Les Camarades - I Compagni, Mario Monicelli (1963)


En 1905, à Turin, un ouvrier des filatures perd sa main dans les rouages d'une machine. On travaille alors quatorze heures par jour sans aucune assurance en cas d'accident. Ses camarades partent une heure plus tôt pour protester. Quand le meneur est mis à pied sans salaire, le professeur Sinigaglia, un intellectuel militant, pousse les hommes à la grève.

Dans nombre des meilleurs films de Mario Monicelli, il est souvent question d’un groupe d’individus engagée dans une entreprise qui s’avérera vouée à l’échec. Ce sont les cambrioleurs pieds-nickelés de Le Pigeon (1958), les fêtards malheureux du nouvel an dans Larmes de joie (1960) et les déserteurs de La Grande Guerre (1959). Ces films forment une sorte de tétralogie de l’échec avec Les Camarades, parcourus d’une même voie sociale et humaniste où l’humour sert à atténuer la noirceur. Avec le tournant plus nihiliste de la comédie italienne des années 70, Monicelli revisitera la question dans une voie plus désespérée où l’entreprise collective est discutable (les putschistes rétrogrades de Nous voulons les colonels (1973)) voire sans but avec les farceurs dépressifs de Mes chers amis (1975).

───

CONSIGNE 1: Recopiez à l'identique l'intégralité du texte consacré au film Les Camarades de Mario Monicelli.

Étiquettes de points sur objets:
───

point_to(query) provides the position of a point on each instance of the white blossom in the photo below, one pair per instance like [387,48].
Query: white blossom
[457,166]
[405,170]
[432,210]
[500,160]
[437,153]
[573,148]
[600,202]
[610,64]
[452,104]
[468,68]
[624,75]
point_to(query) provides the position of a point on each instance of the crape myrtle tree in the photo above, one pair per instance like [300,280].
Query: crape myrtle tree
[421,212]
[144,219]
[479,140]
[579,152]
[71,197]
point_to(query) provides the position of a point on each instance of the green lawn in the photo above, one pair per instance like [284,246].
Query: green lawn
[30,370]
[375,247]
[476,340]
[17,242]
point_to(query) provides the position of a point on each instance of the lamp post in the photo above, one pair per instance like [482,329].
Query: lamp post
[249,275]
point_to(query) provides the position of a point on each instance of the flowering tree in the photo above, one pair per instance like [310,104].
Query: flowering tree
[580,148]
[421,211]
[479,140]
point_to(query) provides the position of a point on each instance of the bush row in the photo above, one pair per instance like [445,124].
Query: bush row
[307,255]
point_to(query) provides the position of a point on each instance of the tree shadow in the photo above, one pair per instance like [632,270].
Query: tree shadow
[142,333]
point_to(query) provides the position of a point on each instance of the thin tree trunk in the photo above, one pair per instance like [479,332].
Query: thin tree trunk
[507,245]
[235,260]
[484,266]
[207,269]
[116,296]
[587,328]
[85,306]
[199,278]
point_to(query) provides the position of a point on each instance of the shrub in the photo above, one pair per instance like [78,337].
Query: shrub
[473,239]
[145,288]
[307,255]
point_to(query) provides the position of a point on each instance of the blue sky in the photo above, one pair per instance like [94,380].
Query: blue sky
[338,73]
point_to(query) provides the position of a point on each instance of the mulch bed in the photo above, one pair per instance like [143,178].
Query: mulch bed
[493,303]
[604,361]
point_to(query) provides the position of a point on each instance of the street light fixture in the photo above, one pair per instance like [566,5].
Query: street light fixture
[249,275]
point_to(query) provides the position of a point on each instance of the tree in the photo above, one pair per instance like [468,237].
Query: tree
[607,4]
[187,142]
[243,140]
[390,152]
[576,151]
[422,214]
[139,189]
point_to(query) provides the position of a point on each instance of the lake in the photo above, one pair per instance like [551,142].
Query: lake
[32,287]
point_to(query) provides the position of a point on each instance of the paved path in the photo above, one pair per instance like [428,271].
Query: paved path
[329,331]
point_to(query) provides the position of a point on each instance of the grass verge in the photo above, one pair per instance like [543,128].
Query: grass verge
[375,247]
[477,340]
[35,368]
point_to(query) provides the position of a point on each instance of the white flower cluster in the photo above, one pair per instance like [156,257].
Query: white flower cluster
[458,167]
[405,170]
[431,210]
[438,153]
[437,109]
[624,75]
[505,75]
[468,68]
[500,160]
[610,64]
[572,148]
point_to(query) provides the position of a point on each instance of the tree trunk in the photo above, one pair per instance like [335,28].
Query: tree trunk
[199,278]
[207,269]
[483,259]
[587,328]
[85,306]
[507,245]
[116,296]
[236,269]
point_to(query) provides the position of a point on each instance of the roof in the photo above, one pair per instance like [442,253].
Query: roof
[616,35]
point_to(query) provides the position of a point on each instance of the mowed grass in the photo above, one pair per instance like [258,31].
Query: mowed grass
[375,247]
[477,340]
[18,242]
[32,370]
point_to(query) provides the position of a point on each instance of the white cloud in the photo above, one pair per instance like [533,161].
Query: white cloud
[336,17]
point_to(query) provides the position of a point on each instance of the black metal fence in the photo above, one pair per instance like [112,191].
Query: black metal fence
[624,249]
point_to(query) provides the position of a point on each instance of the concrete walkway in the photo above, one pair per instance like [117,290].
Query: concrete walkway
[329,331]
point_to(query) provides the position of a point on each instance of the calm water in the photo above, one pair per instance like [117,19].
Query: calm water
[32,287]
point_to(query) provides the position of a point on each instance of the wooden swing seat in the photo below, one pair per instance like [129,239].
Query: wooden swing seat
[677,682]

───

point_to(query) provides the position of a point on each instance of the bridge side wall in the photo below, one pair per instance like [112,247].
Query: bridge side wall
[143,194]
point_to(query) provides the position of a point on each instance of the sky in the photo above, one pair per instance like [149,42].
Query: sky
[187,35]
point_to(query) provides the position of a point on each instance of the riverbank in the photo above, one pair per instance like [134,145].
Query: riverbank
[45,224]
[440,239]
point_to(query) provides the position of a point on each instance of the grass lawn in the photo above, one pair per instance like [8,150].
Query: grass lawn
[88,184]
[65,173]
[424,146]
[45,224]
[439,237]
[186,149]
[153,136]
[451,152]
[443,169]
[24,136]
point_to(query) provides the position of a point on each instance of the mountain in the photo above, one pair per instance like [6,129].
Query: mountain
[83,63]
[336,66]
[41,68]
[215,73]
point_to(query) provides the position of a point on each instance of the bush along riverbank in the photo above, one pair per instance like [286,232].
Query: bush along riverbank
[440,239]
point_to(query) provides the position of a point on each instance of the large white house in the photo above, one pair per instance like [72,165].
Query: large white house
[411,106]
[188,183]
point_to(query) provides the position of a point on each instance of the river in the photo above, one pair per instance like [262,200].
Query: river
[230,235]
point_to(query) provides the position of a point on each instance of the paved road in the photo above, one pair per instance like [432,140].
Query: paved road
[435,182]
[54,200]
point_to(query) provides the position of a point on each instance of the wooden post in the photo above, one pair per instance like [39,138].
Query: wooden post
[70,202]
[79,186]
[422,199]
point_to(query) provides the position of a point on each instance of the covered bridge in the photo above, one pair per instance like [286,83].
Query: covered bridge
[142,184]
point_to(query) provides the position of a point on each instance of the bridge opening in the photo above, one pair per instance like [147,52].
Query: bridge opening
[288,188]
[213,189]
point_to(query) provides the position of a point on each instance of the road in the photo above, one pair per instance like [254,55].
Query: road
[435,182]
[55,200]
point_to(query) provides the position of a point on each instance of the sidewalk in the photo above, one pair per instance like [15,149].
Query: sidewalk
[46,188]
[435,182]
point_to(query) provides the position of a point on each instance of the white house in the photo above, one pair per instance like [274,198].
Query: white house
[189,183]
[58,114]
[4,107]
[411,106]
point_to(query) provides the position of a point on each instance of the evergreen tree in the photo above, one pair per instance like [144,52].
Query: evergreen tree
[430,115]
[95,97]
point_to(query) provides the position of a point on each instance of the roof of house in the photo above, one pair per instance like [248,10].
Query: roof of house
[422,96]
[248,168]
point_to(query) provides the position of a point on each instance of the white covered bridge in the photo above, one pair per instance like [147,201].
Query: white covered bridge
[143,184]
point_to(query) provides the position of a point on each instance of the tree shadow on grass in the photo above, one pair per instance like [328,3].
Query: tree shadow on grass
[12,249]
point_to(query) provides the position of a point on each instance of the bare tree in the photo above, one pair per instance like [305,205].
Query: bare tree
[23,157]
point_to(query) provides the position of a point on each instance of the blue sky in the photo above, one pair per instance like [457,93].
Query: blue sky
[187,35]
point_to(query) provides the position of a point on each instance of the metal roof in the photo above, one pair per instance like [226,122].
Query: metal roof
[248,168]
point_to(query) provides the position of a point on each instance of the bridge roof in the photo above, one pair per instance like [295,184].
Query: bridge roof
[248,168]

───

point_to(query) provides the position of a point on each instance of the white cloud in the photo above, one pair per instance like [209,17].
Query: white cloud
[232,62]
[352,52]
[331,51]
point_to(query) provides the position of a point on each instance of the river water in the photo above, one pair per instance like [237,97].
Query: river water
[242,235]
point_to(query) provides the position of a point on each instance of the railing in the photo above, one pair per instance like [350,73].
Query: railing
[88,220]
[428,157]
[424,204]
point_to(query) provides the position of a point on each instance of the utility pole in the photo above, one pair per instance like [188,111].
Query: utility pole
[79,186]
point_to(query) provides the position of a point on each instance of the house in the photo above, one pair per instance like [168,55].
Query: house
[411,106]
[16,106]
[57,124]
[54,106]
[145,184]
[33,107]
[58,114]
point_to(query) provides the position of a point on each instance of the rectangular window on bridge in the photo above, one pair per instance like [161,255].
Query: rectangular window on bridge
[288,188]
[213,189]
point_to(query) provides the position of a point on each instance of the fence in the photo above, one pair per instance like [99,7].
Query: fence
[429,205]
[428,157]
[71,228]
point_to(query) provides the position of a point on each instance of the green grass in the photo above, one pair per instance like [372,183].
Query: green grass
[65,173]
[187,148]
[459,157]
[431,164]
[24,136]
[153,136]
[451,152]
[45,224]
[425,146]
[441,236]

───

CONSIGNE 2: Repérez chaque ligne du listing ci-dessus qui contient la chaîne « window », puis recopiez-la ; la casse compte.

RÉPONSE ATTENDUE 1:
Les Camarades - I Compagni, Mario Monicelli (1963)


En 1905, à Turin, un ouvrier des filatures perd sa main dans les rouages d'une machine. On travaille alors quatorze heures par jour sans aucune assurance en cas d'accident. Ses camarades partent une heure plus tôt pour protester. Quand le meneur est mis à pied sans salaire, le professeur Sinigaglia, un intellectuel militant, pousse les hommes à la grève.

Dans nombre des meilleurs films de Mario Monicelli, il est souvent question d’un groupe d’individus engagée dans une entreprise qui s’avérera vouée à l’échec. Ce sont les cambrioleurs pieds-nickelés de Le Pigeon (1958), les fêtards malheureux du nouvel an dans Larmes de joie (1960) et les déserteurs de La Grande Guerre (1959). Ces films forment une sorte de tétralogie de l’échec avec Les Camarades, parcourus d’une même voie sociale et humaniste où l’humour sert à atténuer la noirceur. Avec le tournant plus nihiliste de la comédie italienne des années 70, Monicelli revisitera la question dans une voie plus désespérée où l’entreprise collective est discutable (les putschistes rétrogrades de Nous voulons les colonels (1973)) voire sans but avec les farceurs dépressifs de Mes chers amis (1975).

RÉPONSE ATTENDUE 2:
point_to(query) provides the position of a point on each instance of the rectangular window on bridge in the photo above, one pair per instance like [161,255].
Query: rectangular window on bridge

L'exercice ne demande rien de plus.